* Begin Data section *

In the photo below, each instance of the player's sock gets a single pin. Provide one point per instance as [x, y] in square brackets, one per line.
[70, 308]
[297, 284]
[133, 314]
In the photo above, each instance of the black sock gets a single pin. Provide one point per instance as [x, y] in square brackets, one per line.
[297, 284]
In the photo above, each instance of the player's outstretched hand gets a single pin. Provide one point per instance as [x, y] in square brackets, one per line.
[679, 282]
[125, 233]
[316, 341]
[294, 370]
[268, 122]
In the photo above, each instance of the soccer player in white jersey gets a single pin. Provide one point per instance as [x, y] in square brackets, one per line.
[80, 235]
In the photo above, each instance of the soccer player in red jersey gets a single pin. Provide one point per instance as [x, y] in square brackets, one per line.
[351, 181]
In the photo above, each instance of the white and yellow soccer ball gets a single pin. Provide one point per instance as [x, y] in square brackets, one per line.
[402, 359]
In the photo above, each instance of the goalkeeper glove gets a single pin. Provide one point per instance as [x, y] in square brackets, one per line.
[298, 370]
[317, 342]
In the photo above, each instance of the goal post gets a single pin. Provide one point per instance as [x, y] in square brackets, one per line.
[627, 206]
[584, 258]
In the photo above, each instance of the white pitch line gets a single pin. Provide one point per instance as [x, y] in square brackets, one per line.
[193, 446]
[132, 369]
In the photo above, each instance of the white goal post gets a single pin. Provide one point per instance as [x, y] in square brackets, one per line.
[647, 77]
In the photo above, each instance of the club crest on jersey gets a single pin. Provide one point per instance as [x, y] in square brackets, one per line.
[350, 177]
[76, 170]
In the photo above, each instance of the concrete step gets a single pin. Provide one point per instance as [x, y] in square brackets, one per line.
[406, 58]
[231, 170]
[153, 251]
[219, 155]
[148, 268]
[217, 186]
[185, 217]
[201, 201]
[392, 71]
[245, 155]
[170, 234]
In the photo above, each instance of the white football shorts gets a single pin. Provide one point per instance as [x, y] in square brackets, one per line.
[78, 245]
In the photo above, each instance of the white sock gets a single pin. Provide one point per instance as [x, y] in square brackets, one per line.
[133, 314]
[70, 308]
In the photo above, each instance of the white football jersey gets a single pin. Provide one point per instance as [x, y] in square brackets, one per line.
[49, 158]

* End Data section *

Between the line holding "In the photo above, each instance of the white football jersey" and the end of the items, inclusive, swap "jersey" for "shirt". Give those lines again with nothing else altered.

In the photo above, each instance of the white football shirt gets a single pin. Provide one point per instance as [x, y] in square brackets, one per line.
[49, 158]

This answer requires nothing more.